Exercise instructions:
Would you copy only the lines below, beginning with the one that contains "Could you point out the black" and running through the last entry line?
Segment Start: Data excerpts
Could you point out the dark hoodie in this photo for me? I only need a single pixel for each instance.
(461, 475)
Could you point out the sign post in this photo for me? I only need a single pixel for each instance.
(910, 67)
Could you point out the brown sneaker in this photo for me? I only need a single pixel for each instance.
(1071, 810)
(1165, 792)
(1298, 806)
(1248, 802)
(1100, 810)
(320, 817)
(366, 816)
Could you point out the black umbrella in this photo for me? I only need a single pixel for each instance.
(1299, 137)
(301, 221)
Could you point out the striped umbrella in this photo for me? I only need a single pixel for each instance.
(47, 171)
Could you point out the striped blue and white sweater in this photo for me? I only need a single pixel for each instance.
Segment End: Data excerpts
Your solution:
Could you point out the black umbrella in this photo for me? I only need a single pixel for each instance.
(1299, 137)
(301, 221)
Could you point out the striped umbrella in this photo for me? I only need a single pixel for each instance.
(47, 171)
Could you point out the striped blue and white sweater in this photo for me? I only need a single pixel for each instance.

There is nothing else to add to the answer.